Starting at the line below holding "Target — stainless steel backsplash" and stopping at the line holding "Target — white ceiling", print every line exactly, both ends included, and leave the rest out.
────────
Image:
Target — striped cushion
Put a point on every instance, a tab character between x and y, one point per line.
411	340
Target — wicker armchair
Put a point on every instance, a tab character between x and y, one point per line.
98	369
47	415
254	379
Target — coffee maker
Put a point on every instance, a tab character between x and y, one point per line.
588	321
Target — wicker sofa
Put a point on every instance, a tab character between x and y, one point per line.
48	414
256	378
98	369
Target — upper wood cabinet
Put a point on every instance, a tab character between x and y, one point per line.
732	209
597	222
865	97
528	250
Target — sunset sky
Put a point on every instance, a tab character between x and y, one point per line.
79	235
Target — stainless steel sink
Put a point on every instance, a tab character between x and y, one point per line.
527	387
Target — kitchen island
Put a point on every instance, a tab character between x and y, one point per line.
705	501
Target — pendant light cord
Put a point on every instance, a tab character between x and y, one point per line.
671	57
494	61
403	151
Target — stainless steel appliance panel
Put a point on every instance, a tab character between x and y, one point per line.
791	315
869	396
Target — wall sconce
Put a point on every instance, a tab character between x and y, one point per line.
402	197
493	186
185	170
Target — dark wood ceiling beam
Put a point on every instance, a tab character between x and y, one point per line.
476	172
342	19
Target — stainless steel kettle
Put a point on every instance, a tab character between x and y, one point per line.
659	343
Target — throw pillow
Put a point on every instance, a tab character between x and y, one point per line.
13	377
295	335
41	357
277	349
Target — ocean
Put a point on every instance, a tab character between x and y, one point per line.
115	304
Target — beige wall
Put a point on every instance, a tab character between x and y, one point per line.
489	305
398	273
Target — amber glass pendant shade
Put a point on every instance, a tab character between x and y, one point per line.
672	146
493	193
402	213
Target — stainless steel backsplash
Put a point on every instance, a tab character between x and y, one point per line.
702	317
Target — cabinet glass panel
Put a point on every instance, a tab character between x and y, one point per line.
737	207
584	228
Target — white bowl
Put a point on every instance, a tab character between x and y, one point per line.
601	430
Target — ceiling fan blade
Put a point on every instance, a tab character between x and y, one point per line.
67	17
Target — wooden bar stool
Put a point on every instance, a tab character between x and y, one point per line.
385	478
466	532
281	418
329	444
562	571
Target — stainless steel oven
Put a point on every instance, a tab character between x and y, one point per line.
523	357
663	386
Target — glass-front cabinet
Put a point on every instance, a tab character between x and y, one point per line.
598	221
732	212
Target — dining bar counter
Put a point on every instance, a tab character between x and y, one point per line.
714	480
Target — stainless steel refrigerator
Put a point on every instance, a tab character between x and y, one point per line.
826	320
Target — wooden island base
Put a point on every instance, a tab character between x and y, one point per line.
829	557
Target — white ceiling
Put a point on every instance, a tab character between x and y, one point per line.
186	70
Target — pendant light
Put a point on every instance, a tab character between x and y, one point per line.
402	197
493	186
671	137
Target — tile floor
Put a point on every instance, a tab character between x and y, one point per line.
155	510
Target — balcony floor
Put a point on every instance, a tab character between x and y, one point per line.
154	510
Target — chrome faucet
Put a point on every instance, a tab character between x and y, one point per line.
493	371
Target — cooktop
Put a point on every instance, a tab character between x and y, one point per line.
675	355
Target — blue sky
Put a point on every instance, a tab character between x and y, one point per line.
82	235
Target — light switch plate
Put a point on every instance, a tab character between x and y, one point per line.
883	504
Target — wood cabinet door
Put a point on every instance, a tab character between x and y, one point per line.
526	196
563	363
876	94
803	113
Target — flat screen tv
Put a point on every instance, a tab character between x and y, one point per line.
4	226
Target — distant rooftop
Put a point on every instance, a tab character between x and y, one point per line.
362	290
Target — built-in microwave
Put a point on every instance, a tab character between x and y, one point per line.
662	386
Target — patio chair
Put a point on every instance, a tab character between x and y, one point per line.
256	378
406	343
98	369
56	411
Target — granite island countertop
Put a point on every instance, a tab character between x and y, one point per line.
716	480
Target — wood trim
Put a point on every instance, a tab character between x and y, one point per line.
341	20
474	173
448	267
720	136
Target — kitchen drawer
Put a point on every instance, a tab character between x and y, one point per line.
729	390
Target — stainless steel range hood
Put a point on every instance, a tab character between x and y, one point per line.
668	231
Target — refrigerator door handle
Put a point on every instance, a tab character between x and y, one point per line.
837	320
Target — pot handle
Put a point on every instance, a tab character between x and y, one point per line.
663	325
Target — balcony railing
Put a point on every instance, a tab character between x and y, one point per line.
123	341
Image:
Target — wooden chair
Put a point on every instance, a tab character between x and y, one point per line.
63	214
────────
* _Reply to the task_:
Target — stainless steel backsplash
Put a point on every instance, a tab character between x and y, one point per line.
702	317
Target — cabinet glass panel
Put a point on every instance, a tab character between x and y, one point per line.
737	207
584	228
Target — white bowl
Put a point on every instance, a tab character between x and y, one point per line.
601	430
Target — ceiling fan blade
Put a point on every instance, a tab character between x and y, one point per line.
67	17
Target — wooden bar stool
Put a point on every instance, a tab character between x and y, one point per line.
385	478
466	532
281	418
329	444
562	571
Target — stainless steel oven
Put a point on every instance, a tab character between x and y, one point per line.
523	357
663	386
Target — glass-front cabinet
Put a point on every instance, a tab character between x and y, one point per line.
598	221
732	212
Target — dining bar counter
Put a point on every instance, a tab character between x and y, one point per line.
714	480
Target — stainless steel refrigerator
Put a point on every instance, a tab character between x and y, one point per line.
826	320
Target — wooden island base
Put a point on every instance, a tab character between x and y, one point per line.
829	557
Target — white ceiling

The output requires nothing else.